■ DOCUMENT SECTION ■
====
Ocean decides to make things right. He gathers together the whole gang, and they plan to get back at Bank by hitting him where it really hurts – in the bank. What follows is an elaborately constructed, yet strangely believable plan to pull a heist on the whole casino.
Soderbergh seems to be the only director right now who can successfully juggle so many characters at once. A nod also goes to big stars George Clooney and Brad Pitt. At several points in the movie, they take a back seat to other regulars, which is a relief because I was getting real tired of hearing Brad Pitt eat through his dialogue. Casey Affleck and Scott Caan have hilarious supporting roles, Bernie Mac lays it on thick as a cheesy dominoes dealer and Don Cheadle gets a chance to shine in some funnier parts of the film.
Several new characters also crop up, and all of them are great. Eddie Izzard shines a freelance consultant who helps Ocean plan the heist. However, the new cast member that really got my attention was Ellen Barkin, who plays Bank’s right hand man. I don’t care if the lady is in her 50s. She’s one of the sexiest women in Hollywood today, and she shows it off considerably in this film.
As far as the story goes, it’s way over the top, but still a lot of fun. The story is somewhat predictable, but I was okay with that. Like the aforementioned James Bond movies, it’s not about the reality of the situation but the fun you have watching it.
====
■ ITEMS ■
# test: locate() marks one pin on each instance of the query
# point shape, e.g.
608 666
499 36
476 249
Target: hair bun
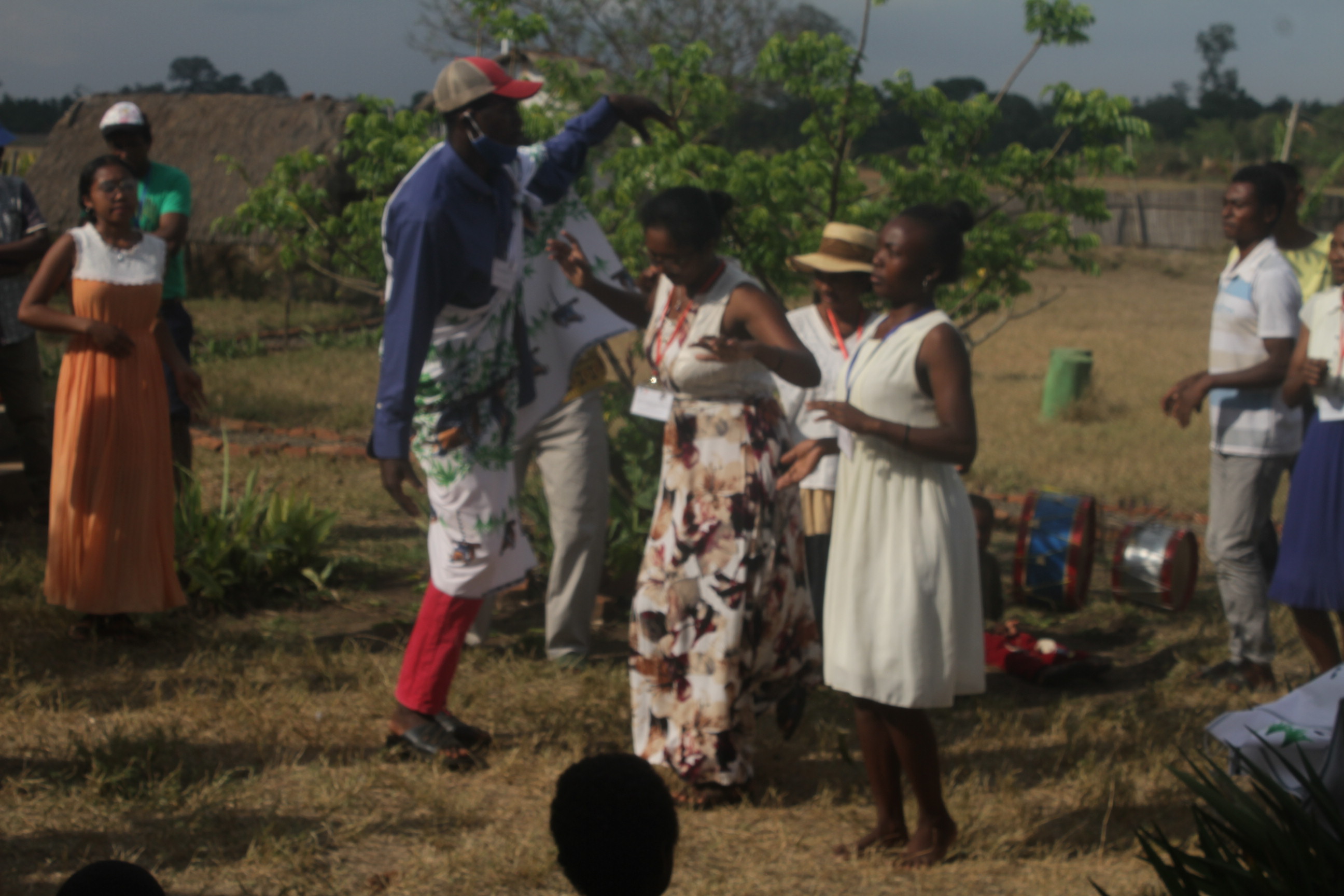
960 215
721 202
====
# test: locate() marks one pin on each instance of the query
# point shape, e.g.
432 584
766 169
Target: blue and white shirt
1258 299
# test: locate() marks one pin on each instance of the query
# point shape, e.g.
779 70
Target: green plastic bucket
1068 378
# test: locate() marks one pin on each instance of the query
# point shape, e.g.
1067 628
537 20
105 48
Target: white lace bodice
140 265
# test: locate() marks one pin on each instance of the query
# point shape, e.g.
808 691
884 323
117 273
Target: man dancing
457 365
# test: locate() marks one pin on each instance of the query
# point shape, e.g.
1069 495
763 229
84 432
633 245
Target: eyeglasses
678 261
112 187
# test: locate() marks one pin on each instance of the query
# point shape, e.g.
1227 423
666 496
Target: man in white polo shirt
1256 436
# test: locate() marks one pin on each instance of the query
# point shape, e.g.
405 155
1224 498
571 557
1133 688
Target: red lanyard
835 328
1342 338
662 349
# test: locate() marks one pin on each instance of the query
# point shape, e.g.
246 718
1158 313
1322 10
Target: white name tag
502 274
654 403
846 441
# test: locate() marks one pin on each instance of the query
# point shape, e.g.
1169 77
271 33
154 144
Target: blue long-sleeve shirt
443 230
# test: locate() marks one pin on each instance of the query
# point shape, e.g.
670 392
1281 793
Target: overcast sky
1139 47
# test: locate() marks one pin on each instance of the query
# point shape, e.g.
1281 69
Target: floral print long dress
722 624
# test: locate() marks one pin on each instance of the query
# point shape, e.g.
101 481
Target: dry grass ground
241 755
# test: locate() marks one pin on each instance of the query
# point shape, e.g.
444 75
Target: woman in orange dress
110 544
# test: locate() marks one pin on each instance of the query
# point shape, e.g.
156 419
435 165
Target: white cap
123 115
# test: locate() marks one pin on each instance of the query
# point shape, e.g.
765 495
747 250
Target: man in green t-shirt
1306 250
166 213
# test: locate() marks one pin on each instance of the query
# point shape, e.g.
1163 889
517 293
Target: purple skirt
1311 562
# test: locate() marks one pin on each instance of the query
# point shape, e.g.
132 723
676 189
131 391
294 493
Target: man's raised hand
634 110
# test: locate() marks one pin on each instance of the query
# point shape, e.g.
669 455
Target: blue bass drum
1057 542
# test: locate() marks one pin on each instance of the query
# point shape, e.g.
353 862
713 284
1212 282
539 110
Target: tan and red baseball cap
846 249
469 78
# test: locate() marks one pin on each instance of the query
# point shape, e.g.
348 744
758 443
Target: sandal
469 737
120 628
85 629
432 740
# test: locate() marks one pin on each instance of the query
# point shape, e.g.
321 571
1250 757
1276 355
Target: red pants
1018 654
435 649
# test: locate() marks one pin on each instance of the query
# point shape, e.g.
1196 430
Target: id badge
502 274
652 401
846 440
====
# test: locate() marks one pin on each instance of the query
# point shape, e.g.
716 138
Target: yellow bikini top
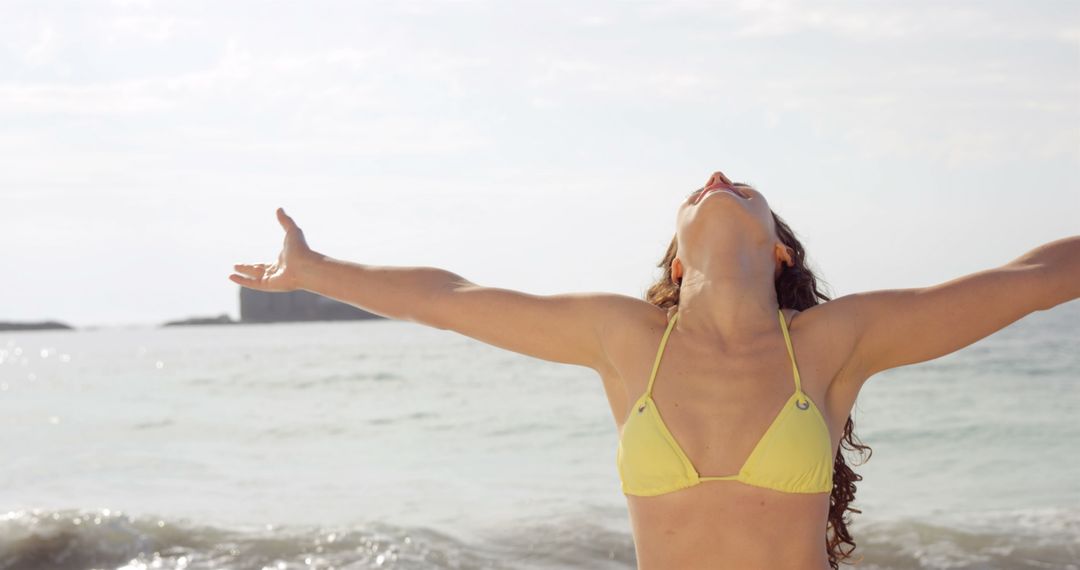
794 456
====
■ SET OF TASKS ■
**A)** Quote the film review from "Ocean decides to" through "the whole casino.".
**B)** List every actor named in the film review.
**C)** Summarize the film review in two sentences.

■ EXERCISE ANSWERS ■
**A)**
Ocean decides to make things right. He gathers together the whole gang, and they plan to get back at Bank by hitting him where it really hurts – in the bank. What follows is an elaborately constructed, yet strangely believable plan to pull a heist on the whole casino.

**B)** George Clooney, Brad Pitt, Casey Affleck, Scott Caan, Bernie Mac, Don Cheadle, Eddie Izzard, Ellen Barkin

**C)** Ocean gathers his gang to get back at Bank through an elaborately constructed yet believable plan to pull a heist on the whole casino. The reviewer credits Soderbergh with juggling many characters, praises the supporting and new cast members, and finds the over-the-top, somewhat predictable story a lot of fun.